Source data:
<<<<
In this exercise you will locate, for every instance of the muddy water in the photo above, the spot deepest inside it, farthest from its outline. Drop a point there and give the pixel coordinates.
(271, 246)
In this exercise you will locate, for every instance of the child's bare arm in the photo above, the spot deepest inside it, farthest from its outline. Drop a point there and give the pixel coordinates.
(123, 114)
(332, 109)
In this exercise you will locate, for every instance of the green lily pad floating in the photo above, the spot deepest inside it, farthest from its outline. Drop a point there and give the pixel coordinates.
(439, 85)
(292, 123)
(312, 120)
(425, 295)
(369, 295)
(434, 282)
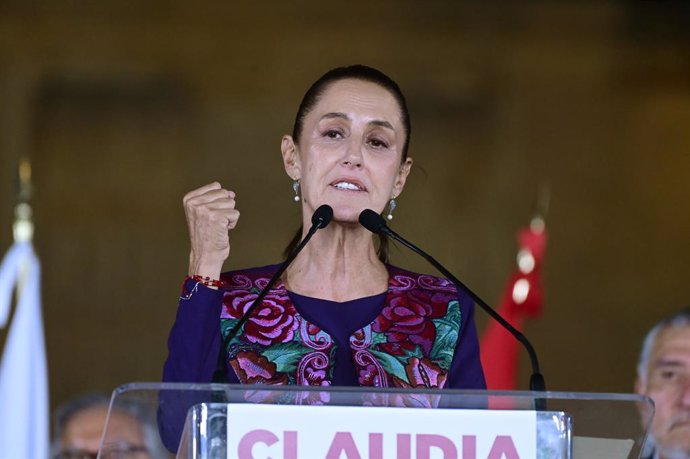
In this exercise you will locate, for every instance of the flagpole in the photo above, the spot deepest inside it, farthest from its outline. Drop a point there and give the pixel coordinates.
(24, 407)
(23, 227)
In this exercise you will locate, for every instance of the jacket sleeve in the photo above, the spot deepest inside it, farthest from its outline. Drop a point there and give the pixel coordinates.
(194, 340)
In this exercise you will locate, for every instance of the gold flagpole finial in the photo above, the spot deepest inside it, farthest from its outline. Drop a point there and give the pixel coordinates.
(538, 222)
(23, 227)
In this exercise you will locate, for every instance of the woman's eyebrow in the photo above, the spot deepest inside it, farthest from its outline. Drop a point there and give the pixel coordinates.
(344, 116)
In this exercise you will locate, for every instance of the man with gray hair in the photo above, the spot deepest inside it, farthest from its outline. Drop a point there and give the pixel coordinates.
(79, 426)
(663, 374)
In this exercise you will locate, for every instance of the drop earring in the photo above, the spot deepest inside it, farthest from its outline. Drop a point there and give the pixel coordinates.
(391, 207)
(295, 187)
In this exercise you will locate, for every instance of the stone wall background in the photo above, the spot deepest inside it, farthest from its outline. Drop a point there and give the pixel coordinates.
(124, 106)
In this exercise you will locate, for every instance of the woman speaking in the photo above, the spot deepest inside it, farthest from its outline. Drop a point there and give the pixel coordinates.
(340, 314)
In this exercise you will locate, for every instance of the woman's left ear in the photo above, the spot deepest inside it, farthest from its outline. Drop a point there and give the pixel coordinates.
(400, 180)
(290, 157)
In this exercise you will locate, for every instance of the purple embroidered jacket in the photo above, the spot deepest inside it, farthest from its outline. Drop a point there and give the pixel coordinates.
(420, 333)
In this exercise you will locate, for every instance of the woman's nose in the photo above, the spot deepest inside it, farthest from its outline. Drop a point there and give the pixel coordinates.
(353, 155)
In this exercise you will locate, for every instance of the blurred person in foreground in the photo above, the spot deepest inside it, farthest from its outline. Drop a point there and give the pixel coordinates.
(341, 314)
(79, 426)
(663, 374)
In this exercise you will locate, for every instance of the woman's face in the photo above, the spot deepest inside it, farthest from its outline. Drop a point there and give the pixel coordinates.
(350, 151)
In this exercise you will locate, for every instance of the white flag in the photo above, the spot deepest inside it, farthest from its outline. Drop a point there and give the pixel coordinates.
(24, 417)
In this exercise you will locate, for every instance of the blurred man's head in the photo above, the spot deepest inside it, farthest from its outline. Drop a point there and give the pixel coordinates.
(663, 374)
(79, 428)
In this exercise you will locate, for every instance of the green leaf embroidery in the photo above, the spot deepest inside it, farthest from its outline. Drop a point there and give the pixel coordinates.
(447, 329)
(390, 364)
(285, 355)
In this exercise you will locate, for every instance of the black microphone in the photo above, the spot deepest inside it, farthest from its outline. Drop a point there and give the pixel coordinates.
(376, 224)
(320, 219)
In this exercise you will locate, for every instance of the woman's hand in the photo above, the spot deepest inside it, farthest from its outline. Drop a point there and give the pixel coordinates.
(210, 212)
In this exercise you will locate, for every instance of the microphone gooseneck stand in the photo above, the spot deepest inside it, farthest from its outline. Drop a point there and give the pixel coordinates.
(321, 218)
(376, 224)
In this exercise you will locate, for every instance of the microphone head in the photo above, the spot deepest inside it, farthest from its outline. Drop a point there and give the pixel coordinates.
(322, 216)
(372, 221)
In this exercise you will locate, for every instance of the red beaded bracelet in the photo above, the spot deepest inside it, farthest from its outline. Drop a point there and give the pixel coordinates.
(207, 281)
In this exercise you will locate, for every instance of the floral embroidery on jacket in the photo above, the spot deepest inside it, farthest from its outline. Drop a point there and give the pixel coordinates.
(410, 343)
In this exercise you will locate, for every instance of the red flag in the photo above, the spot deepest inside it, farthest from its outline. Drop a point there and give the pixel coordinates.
>>>>
- _Brief_
Pictures stay out; the data above is to be returned exactly.

- _Task result_
In this exercise you will locate, for every instance of the muddy water in the photo above, the spot deepest inside it, farthest from its outline. Drop a point there and give the pixel coordinates.
(271, 246)
In this exercise you will locate, for every instance of the child's bare arm in the photo above, the spot deepest inside it, farthest from its outline. Drop a point there and give the pixel coordinates.
(123, 114)
(332, 109)
In this exercise you will locate, for every instance of the green lily pad floating in the photo above, the spot deepest inside it, farthest from its outline. Drop a point there and give the pixel coordinates.
(439, 85)
(292, 123)
(312, 120)
(425, 295)
(369, 295)
(434, 282)
In this exercise you will locate, for every instance of the flagpole in the photo above, the spot deepest inside it, farthest from its outline. Drop a point there and give the pixel coordinates.
(24, 407)
(23, 227)
In this exercise you will locate, for every instance of the jacket sleeve in the photo above, the spot deepest inside it, farthest from its outline. Drop a point there and give the pixel coordinates.
(194, 340)
In this exercise you will locate, for every instance of the gold flagpole finial in the photo above, the spot deepest inside it, farthest from its outline. Drop a point there and give the pixel coordinates.
(538, 222)
(23, 227)
In this exercise you will locate, for every instance of the woman's eyebrow in the photo above, the spot deepest inside it, farthest from its outline. Drop a point there and give the pixel coordinates.
(344, 116)
In this exercise you will locate, for every instance of the man with gray hair in the photo above, the spot deepest inside it, farthest from its outline. Drop a point there and give the pixel coordinates.
(79, 426)
(663, 374)
In this exercise you will locate, for every instance of the drop earring in the photo above, the spot deepest inside it, farthest from its outline. Drop a point there and give the pixel coordinates.
(391, 207)
(295, 187)
In this exercise you will locate, for every instance of the stone wall background in the photo above, the spot deepest inside it, farthest from its outline. Drop a point there and give the pixel coordinates.
(124, 106)
In this exercise you will locate, for every instance of the woman speaking in the photo above, the spot deepest inside it, farthest from its outline. Drop a point there and give the pixel coordinates.
(340, 314)
In this exercise you will locate, for every instance of the woman's left ear in the photo above, the spot deepest inside it, farthest from its outline. Drop a point there and give the pixel coordinates.
(400, 180)
(290, 157)
In this exercise you will locate, for every instance of the purple embroidered jacket in the photo above, the spot deepest inside it, farthest from its outline. Drop a point there and give the pixel coordinates.
(420, 333)
In this exercise you will locate, for every instance of the woman's nose in the photo above, the spot deepest inside it, farthest from its outline. Drop a point there and give the pixel coordinates.
(353, 155)
In this exercise you will locate, for every instance of the blurred person in foreground in the photo above, the spot deepest inside it, farthest from its outline. Drop a point there and give the pixel coordinates.
(341, 314)
(79, 426)
(663, 374)
In this exercise you will locate, for every instance of the woman's face in the photo above, the spot deepest inside it, farthest from its outline. Drop a point there and give the pixel coordinates.
(350, 151)
In this exercise you will locate, for every instance of the white flag in the photo above, the spot deepest inside it, farthest from its outline. Drop a point there and give the pixel coordinates.
(24, 417)
In this exercise you will locate, for every instance of the blurred man's head in the photo above, the spot deepest inside it, farthest from its outline. Drop a point there and give the pixel coordinates.
(663, 374)
(79, 428)
In this exercise you will locate, for every instance of the green leaf embroidery in the photo above, the spot deepest inside it, farthest from its outline. Drop a point there and give the pixel coordinates.
(447, 329)
(390, 364)
(285, 355)
In this exercise you will locate, for every instance of the black microphone in the photo above, the spot deepest inside it, farthest from its outline. Drop a point there and give the pixel coordinates.
(376, 224)
(320, 219)
In this exercise you will locate, for every instance of the woman's hand in the photo above, the spot deepest inside it, farthest from its outline. Drop a point there and give the pixel coordinates.
(210, 212)
In this exercise you will locate, for every instance of the microphone gooseneck stand in the photo above, the spot deepest inside it, farthest from its outline. Drop a point there and give the pixel coordinates.
(321, 218)
(376, 224)
In this exercise you will locate, for every instance of the microphone head in the photo above, the spot deepest inside it, farthest from its outline. Drop a point there and give the pixel coordinates.
(322, 216)
(372, 221)
In this exercise you will locate, for every instance of the red beaded bracelet in the photo above, the spot deepest inside it, farthest from its outline. Drop a point there and give the pixel coordinates.
(207, 281)
In this exercise you will locate, for every instance of the floral embroidery on jacket in the photo above, the spot deepest inside it, farthest from its outline. Drop a point there and give the pixel coordinates.
(410, 343)
In this exercise you will locate, for every instance of the red flag in the photo above, the spot deepest inside it, farthest from its outline. Drop a point there and give the pixel coordinates.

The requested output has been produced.